WHAT IS ASKED:
In the forum thread about the mallard jerk decoy, what does the original poster say the decoy is now used as?

SELECTED PASSAGE:
* * * *

# Ure-A-Duck ,kicking butt mallard jerk decoy



## shawninthesticks (Jun 13, 2010)

Just wondering if anyone has used these decoys ,I just received mine in the mail and havent had a chance to use it. It seems tough ,but we will see.
http://www.youtube.com/watch?v=mhiu9SBBAO8


----------



## Brokengunz (Sep 3, 2011)

how long did it take to get it ? I ordered a decoy from them a month ago..........
still waiting >


----------



## Brad B (Apr 29, 2004)

Seems like a lot of stuff to keep up with and set up.


----------



## Terry A (Jul 1, 2003)

looks like a lot of work


----------



## shawninthesticks (Jun 13, 2010)

Field report- They where very quick to send order ,maybe 2 weeks tops (I ordered around the time I posted this thread).Since then I have used it apx.6 times,the supplied anchor cable does not work very well ,it holds solid but if you dont get it pushed in deep enough the decoy hits the cable in shallow water and will not dip deep enough to work properly,so I switched to an anchor which helped. 

The rubber feet that are shown on the you tube video are now styrafoam and are impossible to transport without bending and coming loose,the only way to keep them in place is to super glue them,if you decide to remove them after each use they will not stay in the previous holes used. 

When you do finally get these bugs worked out and are able to use it as described the balance weight that is attached to the breast area rubbs the body and QUICKLY creates large divots in the body and once the paint is wore of the foam begins to seperate.

I have emailed them several times addressing this issue with no success,as they where quick to return emails when I was looking to order and spend $$,but they have not returned 2 emails I ve sent questioning these problems especially the weight eating away the body.I see no possible way that this can not be a problem on every decoy .

My over opinion is that this product is extremely over priced ,and would not recommmend purchase.

I now use it as a bobber to pull my jerk rig back with regular decoys attached ( $65 bobber )


----------



## Brad B (Apr 29, 2004)

Thanks for the update. I wasn't al all impressed with the looks of it to begin with.


----------



## 2labs (Dec 10, 2003)

Thanks for the update Shawn, you save me some money as well.


----------

* * * *

Labeling and segmentation records:
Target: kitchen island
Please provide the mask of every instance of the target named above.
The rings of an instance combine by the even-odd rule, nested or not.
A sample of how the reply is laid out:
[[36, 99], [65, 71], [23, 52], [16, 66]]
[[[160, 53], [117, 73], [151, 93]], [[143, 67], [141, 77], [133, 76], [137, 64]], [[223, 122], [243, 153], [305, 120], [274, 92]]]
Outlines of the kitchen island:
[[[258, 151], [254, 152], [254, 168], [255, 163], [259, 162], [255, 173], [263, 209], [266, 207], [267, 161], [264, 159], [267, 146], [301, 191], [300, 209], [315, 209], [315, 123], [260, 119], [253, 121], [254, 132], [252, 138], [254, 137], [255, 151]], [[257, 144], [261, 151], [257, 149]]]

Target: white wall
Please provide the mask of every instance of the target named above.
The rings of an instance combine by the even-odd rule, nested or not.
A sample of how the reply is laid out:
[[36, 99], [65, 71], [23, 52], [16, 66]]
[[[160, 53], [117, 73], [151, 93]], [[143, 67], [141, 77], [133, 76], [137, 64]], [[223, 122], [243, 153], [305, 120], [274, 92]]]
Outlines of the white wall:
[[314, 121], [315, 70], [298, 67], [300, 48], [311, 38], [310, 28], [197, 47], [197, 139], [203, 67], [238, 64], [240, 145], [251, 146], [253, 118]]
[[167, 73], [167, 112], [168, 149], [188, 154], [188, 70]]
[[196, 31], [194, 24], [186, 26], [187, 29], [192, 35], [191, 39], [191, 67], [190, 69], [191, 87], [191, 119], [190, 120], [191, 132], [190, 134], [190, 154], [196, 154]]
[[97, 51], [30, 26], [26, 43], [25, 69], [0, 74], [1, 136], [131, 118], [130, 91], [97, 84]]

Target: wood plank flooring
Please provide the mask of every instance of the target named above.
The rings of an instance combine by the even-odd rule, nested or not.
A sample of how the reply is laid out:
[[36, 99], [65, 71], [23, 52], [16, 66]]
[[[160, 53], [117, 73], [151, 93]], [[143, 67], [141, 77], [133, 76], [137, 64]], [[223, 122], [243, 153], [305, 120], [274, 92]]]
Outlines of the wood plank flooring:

* * * *

WORKED ANSWER:
A bobber to pull the jerk rig back with regular decoys attached.